DIRECTION:
An exact copy of every record is needed.

WORKING DATA:

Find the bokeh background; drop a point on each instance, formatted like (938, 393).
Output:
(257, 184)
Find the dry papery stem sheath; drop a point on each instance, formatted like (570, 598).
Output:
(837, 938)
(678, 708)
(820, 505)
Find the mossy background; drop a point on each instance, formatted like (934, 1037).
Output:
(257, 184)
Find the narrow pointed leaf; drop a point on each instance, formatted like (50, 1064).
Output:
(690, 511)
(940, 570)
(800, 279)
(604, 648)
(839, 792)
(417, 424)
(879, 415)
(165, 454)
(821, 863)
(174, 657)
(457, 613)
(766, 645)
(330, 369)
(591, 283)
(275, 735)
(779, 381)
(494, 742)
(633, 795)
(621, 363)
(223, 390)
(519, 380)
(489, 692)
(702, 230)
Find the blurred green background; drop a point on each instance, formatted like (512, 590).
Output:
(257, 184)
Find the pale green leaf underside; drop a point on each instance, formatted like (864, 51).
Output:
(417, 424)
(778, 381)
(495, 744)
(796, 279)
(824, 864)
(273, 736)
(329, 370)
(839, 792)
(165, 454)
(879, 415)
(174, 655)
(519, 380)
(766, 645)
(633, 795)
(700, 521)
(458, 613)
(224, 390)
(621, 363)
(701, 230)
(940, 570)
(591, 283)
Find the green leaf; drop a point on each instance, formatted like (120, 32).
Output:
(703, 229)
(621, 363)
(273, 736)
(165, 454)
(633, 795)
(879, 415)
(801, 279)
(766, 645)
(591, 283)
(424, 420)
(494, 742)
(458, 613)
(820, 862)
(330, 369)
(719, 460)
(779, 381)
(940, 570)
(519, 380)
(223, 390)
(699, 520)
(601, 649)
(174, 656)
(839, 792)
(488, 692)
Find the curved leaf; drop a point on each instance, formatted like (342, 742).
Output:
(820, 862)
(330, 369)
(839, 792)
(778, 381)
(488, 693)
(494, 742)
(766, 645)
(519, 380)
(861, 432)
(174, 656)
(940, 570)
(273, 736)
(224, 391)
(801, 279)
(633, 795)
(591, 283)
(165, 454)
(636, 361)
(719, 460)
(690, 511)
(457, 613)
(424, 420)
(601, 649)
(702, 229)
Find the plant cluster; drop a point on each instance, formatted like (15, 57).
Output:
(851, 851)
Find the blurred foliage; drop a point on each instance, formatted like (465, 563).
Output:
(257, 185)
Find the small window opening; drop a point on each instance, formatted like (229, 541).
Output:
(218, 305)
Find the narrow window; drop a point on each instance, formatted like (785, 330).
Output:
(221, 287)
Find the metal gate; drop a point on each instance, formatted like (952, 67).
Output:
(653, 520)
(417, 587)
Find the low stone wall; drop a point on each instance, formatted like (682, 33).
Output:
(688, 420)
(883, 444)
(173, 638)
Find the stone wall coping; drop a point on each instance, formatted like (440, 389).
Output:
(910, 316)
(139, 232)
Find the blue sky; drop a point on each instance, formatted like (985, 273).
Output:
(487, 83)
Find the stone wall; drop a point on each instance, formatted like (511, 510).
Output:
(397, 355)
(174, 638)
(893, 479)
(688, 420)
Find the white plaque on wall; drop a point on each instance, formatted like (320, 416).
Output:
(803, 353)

EXERCISE RESPONSE:
Find the bokeh background; drop a point on each instance, formatted like (938, 393).
Output:
(257, 184)
Find the dry papery stem sheath; drop a point on each instance, formatted like (570, 598).
Output:
(837, 938)
(678, 708)
(820, 505)
Find the mossy background; drop a point on each instance, formatted like (934, 1037).
Output:
(257, 184)
Find the narrow pointed leaf; drop a point on each instance, formatted like (50, 1064).
Output:
(690, 511)
(940, 570)
(800, 279)
(604, 648)
(839, 792)
(417, 424)
(879, 415)
(165, 454)
(821, 863)
(174, 657)
(457, 613)
(766, 645)
(330, 369)
(591, 283)
(275, 735)
(779, 381)
(494, 742)
(633, 795)
(621, 363)
(223, 390)
(519, 380)
(489, 692)
(702, 230)
Find the blurred green background; drop a point on each instance, formatted like (512, 590).
Output:
(257, 184)
Find the pale green leaf underside; drop a point on each instance, formatted like (864, 51).
Output:
(417, 424)
(778, 381)
(495, 744)
(796, 279)
(824, 864)
(273, 736)
(329, 370)
(839, 792)
(165, 454)
(879, 415)
(174, 655)
(519, 380)
(766, 645)
(633, 795)
(700, 521)
(458, 613)
(224, 390)
(621, 363)
(701, 230)
(940, 570)
(591, 283)
Find the green leaf; drop a point on each instance, formatted like (120, 32).
Output:
(703, 229)
(621, 363)
(273, 736)
(165, 454)
(633, 795)
(879, 415)
(801, 279)
(766, 645)
(591, 283)
(424, 420)
(494, 742)
(458, 613)
(820, 862)
(330, 369)
(719, 460)
(779, 381)
(940, 570)
(519, 380)
(223, 390)
(699, 520)
(601, 649)
(174, 656)
(839, 792)
(488, 692)
Find the curved leaf; drop a point on each instance, formatted like (342, 742).
Output:
(820, 862)
(330, 369)
(839, 792)
(778, 381)
(488, 693)
(494, 742)
(766, 645)
(519, 380)
(861, 432)
(174, 656)
(940, 570)
(273, 736)
(224, 391)
(801, 279)
(633, 795)
(591, 283)
(165, 454)
(636, 361)
(719, 460)
(690, 511)
(457, 613)
(424, 420)
(601, 649)
(702, 229)
Find the plant cluster; drop a point on each instance, formatted like (15, 57).
Output:
(851, 851)
Find the blurred foliage; drop a point on each instance, formatted like (465, 563).
Output:
(257, 185)
Find the small window opening; drop a point on each instance, formatted like (229, 541).
Output:
(218, 305)
Find the narrow window; drop a point on each instance, formatted like (785, 330).
Output:
(221, 287)
Find the metal gate; drop a point on each instance, formatted like (952, 67).
Output:
(653, 520)
(417, 587)
Find the low stone wall; drop a point on each instance, formatted like (682, 33).
Output:
(688, 420)
(883, 444)
(173, 638)
Find the stone wall coping; drop a point on each instance, formatted like (440, 389).
Output:
(910, 316)
(139, 232)
Find the blue sky; drop a point on each instance, formatted like (985, 273).
Output:
(487, 83)
Find the stone wall; drop a point on each instance, formatted like (511, 510).
Output:
(397, 355)
(174, 638)
(893, 479)
(688, 420)
Find the white plaque on wall; drop a point on each instance, formatted like (320, 416).
Output:
(803, 353)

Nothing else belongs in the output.